**Source text**
=== Begin Enclosure ===

10 people died of overdoses within 26 hours in one Ohio county
One Ohio county had an “unusually high number” of overdose deaths in a little over a day, the county’s coroner said.
“As of about 10 am this morning we have had 10 people die of overdoses in about 26 hours,” Franklin County Coroner Dr. Anahi Ortiz said on Facebook on Sunday.
Ortiz told CNN on Monday that in a normal 24-hour period, Franklin typically has one or two overdoses.
“I urge friends and family of those who use to make sure you are armed with naloxone,” Ortiz said on Facebook. “Those who use should also test before using with fentanyl testing strips.”
Fentanyl can be mixed with cocaine and methamphetamine to create a deadly combination, the coroner said. The deaths are likely from fentanyl, but toxicology results are pending, Ortiz said. The full coroner report could take 10 weeks, she said.

=== End Enclosure ===

**Action item A**
In the report on the Ohio overdose deaths, why does the coroner say the deaths are only likely from fentanyl?
**Action item B**
In the report on the Ohio overdose deaths, rewrite the part from "Ortiz told CNN" up to and including "weeks, she said.", replacing "naloxone" with "overdose-reversal medicine".
**Action item C**
Carry on the report on the Ohio overdose deaths from where it stops.

**Extracted material**
=== Begin Enclosure ===

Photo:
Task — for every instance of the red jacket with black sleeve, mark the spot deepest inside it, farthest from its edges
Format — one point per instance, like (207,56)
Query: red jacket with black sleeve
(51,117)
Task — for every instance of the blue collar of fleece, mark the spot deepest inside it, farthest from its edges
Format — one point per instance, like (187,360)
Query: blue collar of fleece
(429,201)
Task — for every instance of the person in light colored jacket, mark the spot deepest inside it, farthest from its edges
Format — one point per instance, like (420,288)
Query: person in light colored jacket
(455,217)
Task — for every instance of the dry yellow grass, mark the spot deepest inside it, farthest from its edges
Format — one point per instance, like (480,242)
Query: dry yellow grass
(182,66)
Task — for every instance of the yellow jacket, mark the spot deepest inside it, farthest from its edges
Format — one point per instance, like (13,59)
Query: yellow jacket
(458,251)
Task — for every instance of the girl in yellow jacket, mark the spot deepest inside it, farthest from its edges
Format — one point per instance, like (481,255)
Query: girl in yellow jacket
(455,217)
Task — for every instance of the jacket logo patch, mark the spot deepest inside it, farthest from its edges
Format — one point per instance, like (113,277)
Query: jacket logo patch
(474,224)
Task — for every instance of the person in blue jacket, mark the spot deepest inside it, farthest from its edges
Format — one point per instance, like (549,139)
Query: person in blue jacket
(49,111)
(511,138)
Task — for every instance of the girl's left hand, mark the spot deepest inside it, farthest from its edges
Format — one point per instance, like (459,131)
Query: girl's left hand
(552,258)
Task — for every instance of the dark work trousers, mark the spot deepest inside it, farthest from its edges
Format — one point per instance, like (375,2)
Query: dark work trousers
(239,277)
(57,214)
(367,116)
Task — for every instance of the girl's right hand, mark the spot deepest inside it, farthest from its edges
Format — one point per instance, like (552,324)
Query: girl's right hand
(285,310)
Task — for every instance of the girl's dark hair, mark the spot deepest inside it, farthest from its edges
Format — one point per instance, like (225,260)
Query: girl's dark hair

=== End Enclosure ===

**Answer section A**
Toxicology results are still pending, so the cause is not confirmed yet. The full coroner report could take 10 weeks.

**Answer section B**
Ortiz told CNN on Monday that in a normal 24-hour period, Franklin typically has one or two overdoses.
“I urge friends and family of those who use to make sure you are armed with overdose-reversal medicine,” Ortiz said on Facebook. “Those who use should also test before using with fentanyl testing strips.”
Fentanyl can be mixed with cocaine and methamphetamine to create a deadly combination, the coroner said. The deaths are likely from fentanyl, but toxicology results are pending, Ortiz said. The full coroner report could take 10 weeks, she said.

**Answer section C**
The last peak of overdoses that the coroner’s office posted about was in August 12, when six people died in less than 24 hours.
“The majority of overdose deaths continue to be fentanyl related,” the coroner said in the statement.
The most common cause of death in Franklin County is fentanyl overdose, Ortiz said. The typical overdose victim in the county is a white male between 30 and 40 years old, though the first six months of 2019 have seen an increase in African Americans dying from fentanyl, she said.
The first six months of 2019 saw 257 overdoses, 75% of which were fentanyl overdoses.
“I still see these as tragedies,” Ortiz told CNN. “These are preventable deaths.”
Ohio is not alone. The country has been grappling with an opioid epidemic for the past years. In 2017, about 1.7 million Americans suffered from substance abuse disorders that related to prescription opioid pain relievers.
That same year, the Drug Enforcement Administration issued a national alert that said “drug incidents and overdoses related to fentanyl are occurring at an alarming rate.”
Opioids — drugs that replicate the pain-reducing properties of opium — include both legal painkillers like morphine and illegal drugs like heroin or illicitly made fentanyl.
Fentanyl is powerful and deadly.
It’s 50 to 100 times more potent than morphine and 30 to 50 times more potent than heroin. Just 0.25 milligrams can kill.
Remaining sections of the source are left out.